§ Written request
Quote the data below in full, please, without altering anything.

§ Information given
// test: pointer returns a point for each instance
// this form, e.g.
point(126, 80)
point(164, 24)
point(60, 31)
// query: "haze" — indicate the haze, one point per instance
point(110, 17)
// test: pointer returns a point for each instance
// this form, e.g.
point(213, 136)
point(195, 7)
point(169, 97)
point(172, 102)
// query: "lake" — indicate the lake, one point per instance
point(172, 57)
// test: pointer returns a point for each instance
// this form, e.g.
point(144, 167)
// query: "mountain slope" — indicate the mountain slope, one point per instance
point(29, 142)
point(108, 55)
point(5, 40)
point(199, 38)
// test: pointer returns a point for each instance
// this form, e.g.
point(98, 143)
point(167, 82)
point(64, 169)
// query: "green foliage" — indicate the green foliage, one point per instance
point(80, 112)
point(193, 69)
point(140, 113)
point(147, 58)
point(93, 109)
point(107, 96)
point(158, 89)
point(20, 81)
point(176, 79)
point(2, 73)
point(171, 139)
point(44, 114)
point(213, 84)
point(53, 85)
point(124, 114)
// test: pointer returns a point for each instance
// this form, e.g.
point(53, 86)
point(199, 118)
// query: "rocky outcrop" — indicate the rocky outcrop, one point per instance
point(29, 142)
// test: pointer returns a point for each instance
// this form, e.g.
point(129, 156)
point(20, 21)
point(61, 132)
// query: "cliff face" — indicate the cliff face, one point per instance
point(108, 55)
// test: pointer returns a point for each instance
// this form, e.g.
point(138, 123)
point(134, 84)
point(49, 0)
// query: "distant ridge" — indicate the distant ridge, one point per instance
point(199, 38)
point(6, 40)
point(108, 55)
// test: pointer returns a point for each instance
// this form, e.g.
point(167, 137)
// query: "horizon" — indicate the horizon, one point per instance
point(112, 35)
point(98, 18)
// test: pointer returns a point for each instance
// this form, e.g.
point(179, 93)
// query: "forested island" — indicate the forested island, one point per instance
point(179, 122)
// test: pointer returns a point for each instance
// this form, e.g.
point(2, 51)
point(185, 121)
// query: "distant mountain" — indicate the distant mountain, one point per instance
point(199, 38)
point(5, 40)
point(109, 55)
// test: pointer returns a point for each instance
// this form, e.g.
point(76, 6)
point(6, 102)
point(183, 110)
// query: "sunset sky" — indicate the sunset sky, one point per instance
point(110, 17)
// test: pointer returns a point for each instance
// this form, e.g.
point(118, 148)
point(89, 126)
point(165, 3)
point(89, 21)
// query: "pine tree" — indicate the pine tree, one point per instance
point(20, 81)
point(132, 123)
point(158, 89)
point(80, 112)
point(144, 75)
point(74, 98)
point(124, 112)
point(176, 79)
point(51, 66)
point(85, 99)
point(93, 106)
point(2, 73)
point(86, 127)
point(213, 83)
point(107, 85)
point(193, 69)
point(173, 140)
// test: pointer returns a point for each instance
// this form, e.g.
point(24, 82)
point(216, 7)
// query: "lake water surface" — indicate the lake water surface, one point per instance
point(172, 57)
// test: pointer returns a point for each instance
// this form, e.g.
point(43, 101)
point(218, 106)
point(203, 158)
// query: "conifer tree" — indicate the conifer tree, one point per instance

§ Task result
// test: pointer returns a point for each instance
// this form, e.g.
point(126, 80)
point(164, 24)
point(60, 31)
// query: "haze" — indicate the haze, one point per instance
point(110, 17)
// test: pointer returns a point for each instance
// this form, e.g.
point(213, 136)
point(195, 7)
point(169, 97)
point(172, 102)
// query: "lake" — indicate the lake, one point per instance
point(172, 57)
// test: pointer returns a point for each instance
// this form, e.g.
point(144, 167)
// query: "mountain slope" — indicate the mountain slope, one point per instance
point(29, 142)
point(108, 55)
point(5, 40)
point(199, 38)
// test: pointer returns a point for each instance
// this form, e.g.
point(98, 143)
point(167, 82)
point(64, 169)
// query: "green foliage" — indicate the green foliage, one point per instance
point(80, 112)
point(193, 69)
point(140, 113)
point(147, 58)
point(93, 109)
point(107, 96)
point(158, 89)
point(20, 81)
point(176, 79)
point(2, 73)
point(171, 139)
point(44, 114)
point(213, 84)
point(53, 85)
point(124, 114)
// test: pointer returns a point for each instance
// this form, e.g.
point(53, 86)
point(199, 118)
// query: "rocky outcrop" — indicate the rocky outcrop, one point per instance
point(29, 142)
// test: pointer returns a point for each instance
// this form, e.g.
point(129, 156)
point(20, 21)
point(61, 132)
// query: "cliff face" — indicate the cliff face, one point per instance
point(108, 55)
// test: pointer returns a point for each instance
// this form, e.g.
point(138, 123)
point(134, 84)
point(49, 0)
// query: "distant ridge" — indicate the distant ridge, one point per instance
point(199, 38)
point(6, 40)
point(108, 55)
// test: pointer returns a point for each instance
// this form, e.g.
point(167, 137)
// query: "horizon" — indicate the horizon, one point per instance
point(112, 35)
point(98, 18)
// test: pointer returns a point for each instance
// this form, e.g.
point(179, 93)
// query: "forested island" — indicate the forested island, one point per instance
point(179, 122)
// test: pointer returns a point for each instance
// this form, e.g.
point(2, 51)
point(185, 121)
// query: "distant mountain" — indicate the distant mountain, one point per instance
point(199, 38)
point(5, 40)
point(109, 55)
// test: pointer returns a point for each instance
// this form, e.g.
point(76, 6)
point(6, 102)
point(183, 110)
// query: "sunset sky" — indicate the sunset sky, one point per instance
point(110, 17)
// test: pointer returns a point for each instance
// this form, e.g.
point(118, 148)
point(89, 126)
point(165, 3)
point(89, 21)
// query: "pine tree" — indicate the pine tree, one point per instance
point(20, 81)
point(132, 123)
point(158, 89)
point(80, 112)
point(144, 75)
point(74, 98)
point(124, 112)
point(176, 79)
point(51, 66)
point(85, 99)
point(93, 106)
point(2, 73)
point(86, 127)
point(213, 83)
point(107, 85)
point(193, 69)
point(173, 140)
// test: pointer returns a point for each instance
// this form, e.g.
point(24, 82)
point(216, 7)
// query: "lake water surface" — indicate the lake water surface, one point per instance
point(172, 57)
// test: pointer returns a point for each instance
// this form, e.g.
point(43, 101)
point(218, 106)
point(203, 158)
// query: "conifer tree" — indicate the conifer tree, one point per instance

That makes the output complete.